**What you should do:**
From the line that contains "Query: austria sign" to the last line of the data below, transcribe every line exactly. Do not include the pictures.

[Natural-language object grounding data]
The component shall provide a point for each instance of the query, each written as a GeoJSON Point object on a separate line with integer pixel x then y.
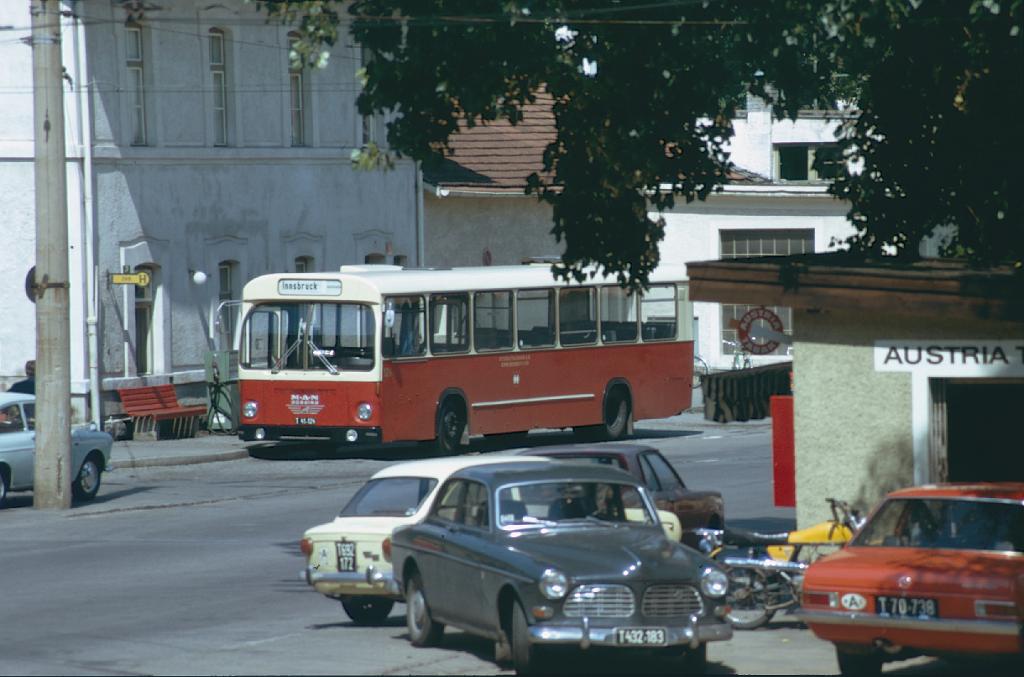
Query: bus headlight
{"type": "Point", "coordinates": [553, 584]}
{"type": "Point", "coordinates": [714, 582]}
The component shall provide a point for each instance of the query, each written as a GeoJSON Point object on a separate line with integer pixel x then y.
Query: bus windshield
{"type": "Point", "coordinates": [310, 336]}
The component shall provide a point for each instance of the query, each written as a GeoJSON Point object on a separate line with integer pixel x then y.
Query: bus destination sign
{"type": "Point", "coordinates": [293, 287]}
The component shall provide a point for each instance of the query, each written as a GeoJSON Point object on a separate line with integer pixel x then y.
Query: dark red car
{"type": "Point", "coordinates": [936, 570]}
{"type": "Point", "coordinates": [694, 509]}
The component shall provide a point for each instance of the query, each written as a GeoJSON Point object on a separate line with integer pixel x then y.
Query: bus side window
{"type": "Point", "coordinates": [535, 316]}
{"type": "Point", "coordinates": [619, 315]}
{"type": "Point", "coordinates": [449, 323]}
{"type": "Point", "coordinates": [577, 316]}
{"type": "Point", "coordinates": [404, 338]}
{"type": "Point", "coordinates": [657, 312]}
{"type": "Point", "coordinates": [493, 321]}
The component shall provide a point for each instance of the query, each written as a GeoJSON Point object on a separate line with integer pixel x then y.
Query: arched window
{"type": "Point", "coordinates": [135, 65]}
{"type": "Point", "coordinates": [218, 76]}
{"type": "Point", "coordinates": [298, 82]}
{"type": "Point", "coordinates": [144, 296]}
{"type": "Point", "coordinates": [228, 295]}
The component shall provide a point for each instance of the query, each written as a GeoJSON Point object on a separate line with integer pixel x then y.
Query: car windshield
{"type": "Point", "coordinates": [952, 523]}
{"type": "Point", "coordinates": [389, 497]}
{"type": "Point", "coordinates": [559, 502]}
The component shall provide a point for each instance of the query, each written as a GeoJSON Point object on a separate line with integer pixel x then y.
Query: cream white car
{"type": "Point", "coordinates": [348, 558]}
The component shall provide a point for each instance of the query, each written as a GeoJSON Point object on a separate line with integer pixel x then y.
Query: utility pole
{"type": "Point", "coordinates": [53, 468]}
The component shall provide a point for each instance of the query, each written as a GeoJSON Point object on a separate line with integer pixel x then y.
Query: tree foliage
{"type": "Point", "coordinates": [645, 91]}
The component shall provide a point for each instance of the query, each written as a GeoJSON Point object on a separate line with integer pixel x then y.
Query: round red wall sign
{"type": "Point", "coordinates": [760, 345]}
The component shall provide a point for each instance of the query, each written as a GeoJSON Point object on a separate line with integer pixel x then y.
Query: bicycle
{"type": "Point", "coordinates": [740, 358]}
{"type": "Point", "coordinates": [700, 370]}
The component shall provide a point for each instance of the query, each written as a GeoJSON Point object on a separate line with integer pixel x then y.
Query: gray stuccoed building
{"type": "Point", "coordinates": [197, 155]}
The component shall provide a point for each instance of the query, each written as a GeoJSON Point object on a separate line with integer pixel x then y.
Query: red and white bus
{"type": "Point", "coordinates": [384, 353]}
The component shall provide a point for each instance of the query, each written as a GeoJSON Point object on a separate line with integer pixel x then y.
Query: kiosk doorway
{"type": "Point", "coordinates": [984, 430]}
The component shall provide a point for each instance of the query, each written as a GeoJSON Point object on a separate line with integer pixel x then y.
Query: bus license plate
{"type": "Point", "coordinates": [641, 636]}
{"type": "Point", "coordinates": [346, 556]}
{"type": "Point", "coordinates": [915, 607]}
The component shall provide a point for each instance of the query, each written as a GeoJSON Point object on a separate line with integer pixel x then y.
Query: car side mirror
{"type": "Point", "coordinates": [671, 524]}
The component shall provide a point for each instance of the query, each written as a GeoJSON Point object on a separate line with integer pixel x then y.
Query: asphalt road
{"type": "Point", "coordinates": [194, 569]}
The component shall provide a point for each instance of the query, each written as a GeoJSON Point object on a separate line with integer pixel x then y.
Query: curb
{"type": "Point", "coordinates": [178, 460]}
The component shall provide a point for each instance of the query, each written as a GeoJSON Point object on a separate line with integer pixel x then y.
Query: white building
{"type": "Point", "coordinates": [476, 211]}
{"type": "Point", "coordinates": [193, 146]}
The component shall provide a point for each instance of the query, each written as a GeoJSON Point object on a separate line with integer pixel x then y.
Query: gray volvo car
{"type": "Point", "coordinates": [541, 554]}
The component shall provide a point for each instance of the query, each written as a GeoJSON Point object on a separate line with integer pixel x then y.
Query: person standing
{"type": "Point", "coordinates": [28, 384]}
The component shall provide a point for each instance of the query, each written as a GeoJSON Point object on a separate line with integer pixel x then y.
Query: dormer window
{"type": "Point", "coordinates": [795, 162]}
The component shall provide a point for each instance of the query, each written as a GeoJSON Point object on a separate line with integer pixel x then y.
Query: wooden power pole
{"type": "Point", "coordinates": [53, 468]}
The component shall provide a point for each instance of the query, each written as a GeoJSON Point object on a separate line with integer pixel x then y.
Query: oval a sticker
{"type": "Point", "coordinates": [853, 601]}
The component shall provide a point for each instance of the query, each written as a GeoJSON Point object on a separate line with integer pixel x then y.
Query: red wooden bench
{"type": "Point", "coordinates": [150, 405]}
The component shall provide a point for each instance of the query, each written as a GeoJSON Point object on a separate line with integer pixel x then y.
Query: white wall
{"type": "Point", "coordinates": [693, 234]}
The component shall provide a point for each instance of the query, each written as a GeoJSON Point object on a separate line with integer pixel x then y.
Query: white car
{"type": "Point", "coordinates": [90, 453]}
{"type": "Point", "coordinates": [348, 558]}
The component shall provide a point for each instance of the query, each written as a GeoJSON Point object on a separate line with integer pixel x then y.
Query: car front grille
{"type": "Point", "coordinates": [609, 601]}
{"type": "Point", "coordinates": [672, 600]}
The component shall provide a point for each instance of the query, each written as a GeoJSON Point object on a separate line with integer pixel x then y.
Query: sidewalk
{"type": "Point", "coordinates": [211, 448]}
{"type": "Point", "coordinates": [205, 448]}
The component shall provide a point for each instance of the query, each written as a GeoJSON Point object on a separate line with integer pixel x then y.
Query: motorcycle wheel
{"type": "Point", "coordinates": [748, 591]}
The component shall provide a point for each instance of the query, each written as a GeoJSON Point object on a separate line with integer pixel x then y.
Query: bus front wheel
{"type": "Point", "coordinates": [451, 428]}
{"type": "Point", "coordinates": [616, 415]}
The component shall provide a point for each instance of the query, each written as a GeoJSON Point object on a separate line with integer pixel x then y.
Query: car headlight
{"type": "Point", "coordinates": [714, 582]}
{"type": "Point", "coordinates": [553, 584]}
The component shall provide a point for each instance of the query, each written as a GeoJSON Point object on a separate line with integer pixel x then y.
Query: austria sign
{"type": "Point", "coordinates": [951, 357]}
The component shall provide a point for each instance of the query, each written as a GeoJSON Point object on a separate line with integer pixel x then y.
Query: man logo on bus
{"type": "Point", "coordinates": [303, 404]}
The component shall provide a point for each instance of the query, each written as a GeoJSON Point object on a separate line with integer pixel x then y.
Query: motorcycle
{"type": "Point", "coordinates": [766, 570]}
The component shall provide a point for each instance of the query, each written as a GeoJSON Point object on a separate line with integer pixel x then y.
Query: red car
{"type": "Point", "coordinates": [936, 570]}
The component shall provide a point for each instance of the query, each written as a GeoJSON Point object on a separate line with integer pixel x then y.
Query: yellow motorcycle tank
{"type": "Point", "coordinates": [825, 533]}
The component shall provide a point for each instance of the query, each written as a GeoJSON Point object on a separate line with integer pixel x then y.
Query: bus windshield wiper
{"type": "Point", "coordinates": [318, 352]}
{"type": "Point", "coordinates": [292, 348]}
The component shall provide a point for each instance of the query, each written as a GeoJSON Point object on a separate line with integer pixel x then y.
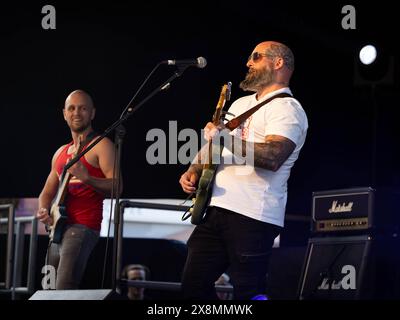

**Finished exercise:**
Query: austria sign
{"type": "Point", "coordinates": [951, 357]}
The component shall provide a point for each instance of the query, each written as a GeoJSON Point object on a separate line with integer pixel x then y.
Query: man logo on bus
{"type": "Point", "coordinates": [303, 404]}
The component shall provide a point for each instance of the query, each written as a GeoJSON Point object on a separate line with integer pixel x then y.
Query: motorcycle
{"type": "Point", "coordinates": [766, 570]}
The component shall provide a point for each instance of the query, each written as a GeoJSON Point object on a separate line with integer pixel x then y.
Query: red car
{"type": "Point", "coordinates": [936, 570]}
The component shall provide a point for each instance of the query, each written as a GeoJSON Point object on a separate line with integer pixel x then y.
Query: yellow motorcycle tank
{"type": "Point", "coordinates": [825, 533]}
The component shall provide a point for each instance of the query, each written as a GeoJSON Point object on a separate line with integer pixel x then y.
Query: bus windshield wiper
{"type": "Point", "coordinates": [318, 352]}
{"type": "Point", "coordinates": [292, 348]}
The component shall provide a point for each instance of the query, each written as a GeoJSON Point object on a separate line with integer pixel x then y.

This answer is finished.